__Data provided__.
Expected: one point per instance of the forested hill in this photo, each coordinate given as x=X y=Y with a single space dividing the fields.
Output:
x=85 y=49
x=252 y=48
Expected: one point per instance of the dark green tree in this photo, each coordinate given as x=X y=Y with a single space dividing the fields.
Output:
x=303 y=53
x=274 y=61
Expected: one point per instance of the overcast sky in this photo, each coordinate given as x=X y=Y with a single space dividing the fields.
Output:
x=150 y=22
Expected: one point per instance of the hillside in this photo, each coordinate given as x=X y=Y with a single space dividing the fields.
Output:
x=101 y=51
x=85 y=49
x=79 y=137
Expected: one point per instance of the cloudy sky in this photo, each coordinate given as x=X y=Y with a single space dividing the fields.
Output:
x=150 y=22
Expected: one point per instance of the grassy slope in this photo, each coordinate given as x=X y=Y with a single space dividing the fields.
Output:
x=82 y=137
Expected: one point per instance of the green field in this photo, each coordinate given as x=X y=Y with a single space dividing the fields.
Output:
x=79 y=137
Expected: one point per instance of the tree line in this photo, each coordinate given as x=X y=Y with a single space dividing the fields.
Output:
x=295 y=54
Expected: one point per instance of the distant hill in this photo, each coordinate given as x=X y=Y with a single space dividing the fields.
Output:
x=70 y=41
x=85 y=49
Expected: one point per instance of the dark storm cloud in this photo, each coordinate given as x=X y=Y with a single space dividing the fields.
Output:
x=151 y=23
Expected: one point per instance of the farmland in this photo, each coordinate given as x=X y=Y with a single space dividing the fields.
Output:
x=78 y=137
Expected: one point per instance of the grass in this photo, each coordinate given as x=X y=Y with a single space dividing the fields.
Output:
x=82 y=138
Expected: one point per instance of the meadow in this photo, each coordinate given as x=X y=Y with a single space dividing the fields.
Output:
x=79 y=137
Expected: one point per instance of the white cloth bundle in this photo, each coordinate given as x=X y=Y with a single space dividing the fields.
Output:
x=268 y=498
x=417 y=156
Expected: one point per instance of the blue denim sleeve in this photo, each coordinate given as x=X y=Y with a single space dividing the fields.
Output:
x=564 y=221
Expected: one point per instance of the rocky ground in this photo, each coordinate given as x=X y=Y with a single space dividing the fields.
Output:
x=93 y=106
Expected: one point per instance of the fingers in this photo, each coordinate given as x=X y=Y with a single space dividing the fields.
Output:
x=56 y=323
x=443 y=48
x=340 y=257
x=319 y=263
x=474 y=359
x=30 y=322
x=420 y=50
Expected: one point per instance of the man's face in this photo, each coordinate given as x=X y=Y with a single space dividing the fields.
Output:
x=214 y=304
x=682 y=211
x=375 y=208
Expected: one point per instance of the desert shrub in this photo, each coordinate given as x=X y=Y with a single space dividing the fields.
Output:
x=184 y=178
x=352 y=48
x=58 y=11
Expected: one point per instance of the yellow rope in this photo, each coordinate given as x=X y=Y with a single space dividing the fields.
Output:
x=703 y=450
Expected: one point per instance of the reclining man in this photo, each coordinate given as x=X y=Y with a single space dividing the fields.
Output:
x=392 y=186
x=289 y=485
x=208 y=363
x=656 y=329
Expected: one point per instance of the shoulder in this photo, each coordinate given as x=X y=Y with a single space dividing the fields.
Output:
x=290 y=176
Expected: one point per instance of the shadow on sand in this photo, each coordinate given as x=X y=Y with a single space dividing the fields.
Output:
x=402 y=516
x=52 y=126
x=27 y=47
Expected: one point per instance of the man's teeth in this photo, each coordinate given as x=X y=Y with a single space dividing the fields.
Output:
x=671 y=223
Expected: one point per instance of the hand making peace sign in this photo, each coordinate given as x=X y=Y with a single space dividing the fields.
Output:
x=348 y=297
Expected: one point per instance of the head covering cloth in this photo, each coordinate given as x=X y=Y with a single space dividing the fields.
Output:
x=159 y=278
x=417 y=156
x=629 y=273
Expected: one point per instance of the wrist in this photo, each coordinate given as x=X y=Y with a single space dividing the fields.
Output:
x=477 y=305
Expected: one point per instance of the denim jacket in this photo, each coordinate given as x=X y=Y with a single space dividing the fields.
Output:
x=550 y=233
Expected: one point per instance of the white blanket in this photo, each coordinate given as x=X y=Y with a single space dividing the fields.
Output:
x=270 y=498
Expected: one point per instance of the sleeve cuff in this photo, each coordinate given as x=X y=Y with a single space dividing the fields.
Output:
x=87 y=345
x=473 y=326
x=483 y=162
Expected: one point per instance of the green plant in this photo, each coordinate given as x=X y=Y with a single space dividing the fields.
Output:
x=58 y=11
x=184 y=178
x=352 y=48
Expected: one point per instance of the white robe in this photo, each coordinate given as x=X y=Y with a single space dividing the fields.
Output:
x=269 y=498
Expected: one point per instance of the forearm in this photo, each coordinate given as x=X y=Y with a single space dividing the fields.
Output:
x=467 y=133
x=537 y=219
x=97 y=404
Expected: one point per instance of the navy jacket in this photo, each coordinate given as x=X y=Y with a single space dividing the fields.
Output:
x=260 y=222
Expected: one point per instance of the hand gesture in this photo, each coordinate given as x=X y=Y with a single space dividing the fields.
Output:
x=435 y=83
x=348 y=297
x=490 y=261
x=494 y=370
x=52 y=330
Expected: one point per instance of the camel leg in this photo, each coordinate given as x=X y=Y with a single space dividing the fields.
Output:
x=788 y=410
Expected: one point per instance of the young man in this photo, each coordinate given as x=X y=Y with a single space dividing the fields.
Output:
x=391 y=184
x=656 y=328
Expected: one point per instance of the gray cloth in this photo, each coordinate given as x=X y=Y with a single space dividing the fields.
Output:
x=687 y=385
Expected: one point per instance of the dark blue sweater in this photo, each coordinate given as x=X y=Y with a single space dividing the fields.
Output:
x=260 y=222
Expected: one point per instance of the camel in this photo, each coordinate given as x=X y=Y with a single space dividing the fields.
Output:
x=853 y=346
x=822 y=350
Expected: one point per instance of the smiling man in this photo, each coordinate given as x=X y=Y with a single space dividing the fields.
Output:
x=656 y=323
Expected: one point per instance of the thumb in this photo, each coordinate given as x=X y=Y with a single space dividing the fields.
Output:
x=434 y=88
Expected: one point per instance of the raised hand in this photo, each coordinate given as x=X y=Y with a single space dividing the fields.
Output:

__Task requirements__.
Replace "a single space" with "a comma" in every one of the records above, leaving the rest of each line as it is.

__The response__.
Expected: one point per instance of the forested hill in this photo, each coordinate given as x=X y=Y with a comma dividing the fields.
Output:
x=85 y=49
x=252 y=48
Expected: one point per instance of the dark green tree in this photo, each coordinate given as x=X y=Y with a comma dividing the fields.
Output:
x=303 y=53
x=274 y=61
Expected: one point per instance of the overcast sky in this photo, each coordinate given as x=X y=Y with a comma dividing the fields.
Output:
x=150 y=22
Expected: one point per instance of the hillside in this photo, each coordinate given as x=X y=Y with a comma dividing the fields.
Output:
x=101 y=51
x=85 y=49
x=79 y=137
Expected: one point per instance of the cloudy sky in this photo, each coordinate given as x=X y=Y with a comma dividing the fields.
Output:
x=150 y=22
Expected: one point per instance of the grassy slope in this photo, each coordinate given as x=X y=Y with a comma dividing the fields.
Output:
x=82 y=137
Expected: one point per instance of the green field in this photo, each coordinate given as x=X y=Y with a comma dividing the fields.
Output:
x=79 y=137
Expected: one point per instance of the tree line in this photo, each coordinate given as x=X y=Y with a comma dividing the fields.
Output:
x=295 y=54
Expected: one point per instance of the distant hill in this photo, each coordinate given as x=X y=Y with a comma dividing the fields.
Output:
x=70 y=41
x=85 y=49
Expected: one point per instance of the dark storm cloud in this photo, each coordinate given as x=X y=Y with a comma dividing the fields.
Output:
x=151 y=23
Expected: one point per instance of the farmland in this photo, each coordinate given as x=X y=Y with a comma dividing the fields.
Output:
x=78 y=137
Expected: one point per instance of the grass in this photo, each coordinate given as x=X y=Y with a comma dividing the fields.
Output:
x=82 y=138
Expected: one point per instance of the meadow in this photo, each coordinate given as x=X y=Y with a comma dividing the fields.
Output:
x=79 y=137
Expected: one point per instance of the white cloth bundle in this photo, each coordinate given as x=X y=Y with a comma dividing the fields.
Output:
x=268 y=498
x=417 y=156
Expected: one point per instance of the blue denim sleeve in this photo, each coordinate given as x=X y=Y with a comma dividing the fields.
Output:
x=564 y=221
Expected: one point per instance of the rocky ground in this photo, each coordinate given as x=X y=Y with a comma dividing the fields.
Output:
x=93 y=106
Expected: one point per instance of the fingers in this photo, each coordinate given as x=X y=Y with a comma dividing the fields.
Output:
x=56 y=323
x=443 y=48
x=340 y=257
x=319 y=263
x=474 y=359
x=30 y=322
x=420 y=50
Expected: one point per instance of the man's face in this photo, each coordinate given as x=X y=Y with a comma dividing the fields.
Output:
x=214 y=304
x=682 y=211
x=375 y=208
Expected: one point per instance of the desert shrub in this photo, each coordinate given as x=X y=Y with a comma dividing the fields.
Output:
x=184 y=178
x=352 y=48
x=58 y=11
Expected: one point per instance of the yellow rope in this photo, each coordinate given as x=X y=Y with a comma dividing the fields.
Output:
x=703 y=450
Expected: one point per instance of the reclining man in this photo, each coordinate given as x=X y=Y with a comma dividing the fields.
Output:
x=392 y=186
x=289 y=485
x=208 y=363
x=656 y=329
Expected: one point per instance of the shoulder in this photo, each coordinate given as x=X y=Y with a comma dividing the fields.
Output:
x=290 y=176
Expected: one point per instance of the shadow on sand in this photo, each coordinate given as x=X y=Y with a comma dividing the fields.
Output:
x=402 y=516
x=52 y=126
x=27 y=47
Expected: one point per instance of the man's teeth in this photo, each coordinate given as x=X y=Y with a comma dividing the fields.
Output:
x=671 y=223
Expected: one point per instance of the hand making peace sign in this photo, each coordinate given as x=X y=Y with a comma dividing the fields.
Output:
x=348 y=297
Expected: one point per instance of the head covering cloth in this photo, each coordinate given as x=X y=Y with a comma dividing the fields.
Output:
x=159 y=278
x=417 y=156
x=629 y=273
Expected: one point per instance of the wrist in this photo, each coordinate given as x=X y=Y with a comma dividing the fields.
Output:
x=477 y=305
Expected: one point per instance of the denim jacket in this photo, each coordinate given as x=X y=Y with a comma dividing the fields.
Output:
x=550 y=233
Expected: one point per instance of the white blanket in this photo, each coordinate given as x=X y=Y with a comma dividing the fields.
Output:
x=270 y=498
Expected: one point per instance of the sleeve cuff in this photo, each coordinate given as x=X y=Y with a comma dividing the fields.
Output:
x=87 y=345
x=473 y=326
x=483 y=162
Expected: one point per instance of the green plant in this photo, each coordinate given as x=X y=Y with a comma dividing the fields.
Output:
x=58 y=11
x=184 y=178
x=352 y=48
Expected: one point per instance of the white robe in this photo, each coordinate given as x=X y=Y with a comma dividing the fields.
Output:
x=269 y=498
Expected: one point per instance of the forearm in this photo, each coordinate given as x=X y=Y with a comma dividing the fields.
Output:
x=467 y=133
x=537 y=219
x=97 y=404
Expected: one point per instance of the navy jacket in this photo, each coordinate given as x=X y=Y with a comma dividing the fields.
Output:
x=260 y=222
Expected: one point per instance of the hand gesture in this photo, each coordinate given as x=X y=Y with a comma dividing the fields.
Output:
x=435 y=83
x=348 y=297
x=490 y=261
x=494 y=370
x=52 y=330
Expected: one point per instance of the camel leg in this photo, each coordinate given as x=X y=Y with a comma dividing the fields.
Output:
x=788 y=410
Expected: one point per instance of the young man in this photo, each coordinate given as x=X y=Y with a comma dividing the fields.
Output:
x=391 y=184
x=656 y=328
Expected: one point per instance of the gray cloth in this photo, each coordinate given as x=X y=Y with a comma dividing the fields.
Output:
x=687 y=385
Expected: one point per instance of the dark blue sweater in this photo, each coordinate given as x=X y=Y with a comma dividing the fields.
Output:
x=260 y=222
Expected: one point per instance of the camel in this photo, each coordinate given as x=X y=Y with a comma dividing the fields.
Output:
x=853 y=346
x=822 y=350
Expected: one point per instance of the smiling man in this photo, each coordinate given as x=X y=Y with a comma dividing the fields.
Output:
x=656 y=323
Expected: one point per instance of the thumb in this photo, each coordinate given as x=X y=Y with a comma dividing the fields.
Output:
x=434 y=88
Expected: one point per instance of the raised hand in this photo, each coordinate given as x=X y=Y with a comma dividing the fields.
Output:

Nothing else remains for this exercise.